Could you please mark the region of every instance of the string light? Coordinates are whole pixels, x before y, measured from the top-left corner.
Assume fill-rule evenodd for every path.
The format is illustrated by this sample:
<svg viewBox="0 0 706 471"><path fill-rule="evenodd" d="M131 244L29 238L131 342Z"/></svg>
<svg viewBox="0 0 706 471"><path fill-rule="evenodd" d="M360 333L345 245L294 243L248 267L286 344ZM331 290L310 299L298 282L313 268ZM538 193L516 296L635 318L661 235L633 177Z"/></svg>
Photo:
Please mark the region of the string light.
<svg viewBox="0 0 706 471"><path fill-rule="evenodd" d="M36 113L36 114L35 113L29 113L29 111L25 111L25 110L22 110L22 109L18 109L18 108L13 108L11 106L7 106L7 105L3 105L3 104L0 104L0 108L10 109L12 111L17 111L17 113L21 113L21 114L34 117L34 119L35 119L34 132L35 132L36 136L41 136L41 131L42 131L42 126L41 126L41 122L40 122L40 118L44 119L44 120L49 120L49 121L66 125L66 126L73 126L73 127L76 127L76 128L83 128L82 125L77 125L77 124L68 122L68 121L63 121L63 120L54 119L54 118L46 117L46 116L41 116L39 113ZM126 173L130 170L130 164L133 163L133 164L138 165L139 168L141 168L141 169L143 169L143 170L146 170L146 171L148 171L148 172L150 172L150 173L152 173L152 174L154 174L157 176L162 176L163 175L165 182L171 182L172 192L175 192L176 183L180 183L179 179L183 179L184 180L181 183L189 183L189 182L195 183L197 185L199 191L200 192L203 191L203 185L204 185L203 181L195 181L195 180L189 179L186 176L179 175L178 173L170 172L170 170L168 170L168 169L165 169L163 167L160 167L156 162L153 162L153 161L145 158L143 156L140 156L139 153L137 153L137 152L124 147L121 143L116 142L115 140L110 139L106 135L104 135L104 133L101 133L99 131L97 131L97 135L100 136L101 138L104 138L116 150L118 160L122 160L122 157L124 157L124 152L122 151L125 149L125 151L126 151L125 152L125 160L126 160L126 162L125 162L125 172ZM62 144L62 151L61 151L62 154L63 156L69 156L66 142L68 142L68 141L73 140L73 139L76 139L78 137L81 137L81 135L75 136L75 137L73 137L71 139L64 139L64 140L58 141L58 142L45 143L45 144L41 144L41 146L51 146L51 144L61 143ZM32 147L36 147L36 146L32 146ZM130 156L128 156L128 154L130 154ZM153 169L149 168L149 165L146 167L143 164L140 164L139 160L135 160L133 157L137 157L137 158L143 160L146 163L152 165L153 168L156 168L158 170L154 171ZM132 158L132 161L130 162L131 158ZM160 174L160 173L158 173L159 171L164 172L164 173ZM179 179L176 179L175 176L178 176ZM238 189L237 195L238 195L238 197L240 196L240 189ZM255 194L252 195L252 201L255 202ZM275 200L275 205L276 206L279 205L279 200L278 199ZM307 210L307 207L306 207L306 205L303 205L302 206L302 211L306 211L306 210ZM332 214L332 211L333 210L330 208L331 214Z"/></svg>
+-------+
• [任务要求]: 把上面所有的行一字不改地照抄一遍。

• [练习结果]:
Could you please mark the region of every instance of the string light? Coordinates are whole pixels, x before y, measured from the top-left corner.
Assume fill-rule evenodd for every path.
The format is illustrated by this sample:
<svg viewBox="0 0 706 471"><path fill-rule="evenodd" d="M131 244L29 238L131 342Z"/></svg>
<svg viewBox="0 0 706 471"><path fill-rule="evenodd" d="M360 333L345 245L294 243L248 267L286 344ZM331 290L310 299L298 282L313 268ZM538 193L516 296L635 318L661 235L633 177Z"/></svg>
Photo:
Please mark the region of the string light.
<svg viewBox="0 0 706 471"><path fill-rule="evenodd" d="M36 113L36 114L35 113L29 113L29 111L25 111L25 110L22 110L22 109L18 109L18 108L13 108L11 106L7 106L7 105L3 105L3 104L0 104L0 108L10 109L12 111L17 111L17 113L21 113L21 114L34 117L34 119L35 119L34 132L35 132L36 136L41 136L41 131L42 131L42 126L41 126L41 122L40 122L40 118L44 119L44 120L49 120L49 121L66 125L66 126L73 126L73 127L76 127L76 128L83 128L82 125L77 125L77 124L68 122L68 121L63 121L63 120L54 119L54 118L46 117L46 116L41 116L39 113ZM126 173L130 170L130 164L133 163L133 164L138 165L139 168L141 168L141 169L143 169L143 170L146 170L146 171L148 171L148 172L150 172L150 173L152 173L152 174L154 174L157 176L162 176L163 175L165 182L171 182L172 192L175 192L176 183L180 183L179 179L183 179L184 180L181 183L189 183L189 182L195 183L197 185L199 191L200 192L203 191L203 185L204 185L203 181L195 181L195 180L189 179L186 176L179 175L178 173L170 172L170 170L168 170L168 169L165 169L163 167L160 167L156 162L153 162L153 161L145 158L143 156L140 156L139 153L137 153L137 152L124 147L121 143L116 142L115 140L110 139L106 135L104 135L104 133L101 133L99 131L97 131L97 135L100 136L101 138L104 138L116 150L118 160L122 160L122 157L124 157L124 152L122 151L125 149L125 151L126 151L125 152L125 160L126 160L126 162L125 162L125 172ZM62 144L62 151L61 151L62 154L63 156L69 156L66 142L68 142L68 141L73 140L73 139L76 139L78 137L81 137L81 135L75 136L75 137L73 137L71 139L64 139L64 140L58 141L58 142L45 143L45 144L41 144L41 146L51 146L51 144L61 143ZM32 147L36 147L36 146L32 146ZM130 156L128 156L128 154L130 154ZM153 169L149 168L149 165L146 167L143 164L140 164L139 160L135 160L133 157L137 157L137 158L143 160L146 163L152 165L153 168L156 168L158 170L154 171ZM132 158L132 161L130 162L131 158ZM160 174L160 173L158 173L159 171L164 172L164 173ZM179 179L176 179L175 176L178 176ZM238 189L237 195L238 195L238 197L240 196L240 189ZM255 194L252 195L252 201L255 202ZM275 200L275 205L276 206L279 205L279 200L278 199ZM307 210L307 207L306 207L306 205L303 205L302 206L302 211L306 211L306 210ZM332 214L332 211L333 210L330 208L331 214Z"/></svg>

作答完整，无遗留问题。